**Work to complete:**
Rewrite the lines below as a Markdown table with two columns, Row and Line. Begin at the line that contains "Where can the white baseboard", stop after the final line, number each row under Row, and omit any blank lines.

------ Task input

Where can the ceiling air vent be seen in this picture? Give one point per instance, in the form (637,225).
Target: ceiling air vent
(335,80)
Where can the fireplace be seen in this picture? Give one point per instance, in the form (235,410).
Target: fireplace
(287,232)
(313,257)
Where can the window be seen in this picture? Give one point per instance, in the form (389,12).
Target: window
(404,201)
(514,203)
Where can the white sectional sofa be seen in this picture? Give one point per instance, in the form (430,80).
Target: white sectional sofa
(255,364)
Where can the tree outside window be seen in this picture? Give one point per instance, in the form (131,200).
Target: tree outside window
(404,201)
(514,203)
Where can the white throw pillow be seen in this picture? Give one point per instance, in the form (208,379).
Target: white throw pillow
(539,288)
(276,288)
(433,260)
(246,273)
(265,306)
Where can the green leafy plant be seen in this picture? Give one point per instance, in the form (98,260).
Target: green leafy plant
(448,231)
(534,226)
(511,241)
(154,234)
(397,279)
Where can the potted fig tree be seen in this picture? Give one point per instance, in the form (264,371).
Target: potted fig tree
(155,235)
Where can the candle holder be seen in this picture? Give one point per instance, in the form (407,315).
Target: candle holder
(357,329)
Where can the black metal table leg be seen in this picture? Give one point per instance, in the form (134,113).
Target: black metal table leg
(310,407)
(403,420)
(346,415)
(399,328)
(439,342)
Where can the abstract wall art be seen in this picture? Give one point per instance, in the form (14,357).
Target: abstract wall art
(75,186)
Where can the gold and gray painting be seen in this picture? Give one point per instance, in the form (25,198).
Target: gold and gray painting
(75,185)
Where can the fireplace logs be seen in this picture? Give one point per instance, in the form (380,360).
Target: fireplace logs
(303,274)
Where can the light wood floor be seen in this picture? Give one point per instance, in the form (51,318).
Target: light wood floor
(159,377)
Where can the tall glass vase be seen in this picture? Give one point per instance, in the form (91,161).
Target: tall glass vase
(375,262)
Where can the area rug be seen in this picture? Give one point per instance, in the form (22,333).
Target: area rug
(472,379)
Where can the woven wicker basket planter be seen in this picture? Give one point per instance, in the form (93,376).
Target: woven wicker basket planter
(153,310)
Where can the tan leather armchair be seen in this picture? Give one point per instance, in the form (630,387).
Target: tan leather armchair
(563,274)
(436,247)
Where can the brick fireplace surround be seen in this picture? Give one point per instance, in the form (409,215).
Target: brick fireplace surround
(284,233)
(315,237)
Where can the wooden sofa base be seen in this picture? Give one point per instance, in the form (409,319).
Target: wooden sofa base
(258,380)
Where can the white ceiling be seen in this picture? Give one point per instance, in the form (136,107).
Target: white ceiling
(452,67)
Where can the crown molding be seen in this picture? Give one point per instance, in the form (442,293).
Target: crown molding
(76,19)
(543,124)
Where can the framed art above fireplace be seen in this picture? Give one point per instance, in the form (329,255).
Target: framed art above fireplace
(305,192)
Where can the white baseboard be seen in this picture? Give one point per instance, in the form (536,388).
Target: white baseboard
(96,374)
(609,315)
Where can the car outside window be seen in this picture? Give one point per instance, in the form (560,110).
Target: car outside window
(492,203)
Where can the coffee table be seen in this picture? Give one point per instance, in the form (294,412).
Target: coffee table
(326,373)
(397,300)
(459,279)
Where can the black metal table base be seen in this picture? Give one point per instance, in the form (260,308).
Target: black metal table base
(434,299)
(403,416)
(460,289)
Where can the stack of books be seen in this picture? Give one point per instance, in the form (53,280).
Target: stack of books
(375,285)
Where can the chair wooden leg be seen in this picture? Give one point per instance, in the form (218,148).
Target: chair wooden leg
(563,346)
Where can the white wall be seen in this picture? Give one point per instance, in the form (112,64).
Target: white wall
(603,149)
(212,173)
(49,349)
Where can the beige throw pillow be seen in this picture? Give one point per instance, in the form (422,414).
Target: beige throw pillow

------------

**Task response:**
| Row | Line |
|---|---|
| 1 | Where can the white baseboard be seen in this picture? Give one point per instance, in the form (536,388). |
| 2 | Target: white baseboard |
| 3 | (96,374) |
| 4 | (609,315) |
| 5 | Where can the car outside window be seen in this picture? Give one point per instance, in the form (560,110). |
| 6 | Target: car outside window |
| 7 | (492,203) |
| 8 | Where can the coffee table be seen in this picture? Give one point per instance, in the form (294,412). |
| 9 | Target: coffee table |
| 10 | (326,373) |
| 11 | (397,300) |
| 12 | (459,279) |
| 13 | Where can the black metal table base be seen in this picture? Give one point per instance, in the form (260,308). |
| 14 | Target: black metal table base |
| 15 | (434,299) |
| 16 | (403,416) |
| 17 | (460,289) |
| 18 | Where can the stack of books be seen in this picture? Give one point per instance, in the form (53,280). |
| 19 | Target: stack of books |
| 20 | (375,285) |
| 21 | Where can the chair wooden leg be seen in this picture? Give one point per instance, in the form (218,148). |
| 22 | Target: chair wooden leg |
| 23 | (563,346) |
| 24 | Where can the white wall be seen in this picture? Give one point per instance, in the form (112,64). |
| 25 | Target: white wall |
| 26 | (603,149) |
| 27 | (212,173) |
| 28 | (49,349) |
| 29 | Where can the beige throw pillow be seen in this picture? Give one point per instance, in the form (422,414). |
| 30 | Target: beige throw pillow |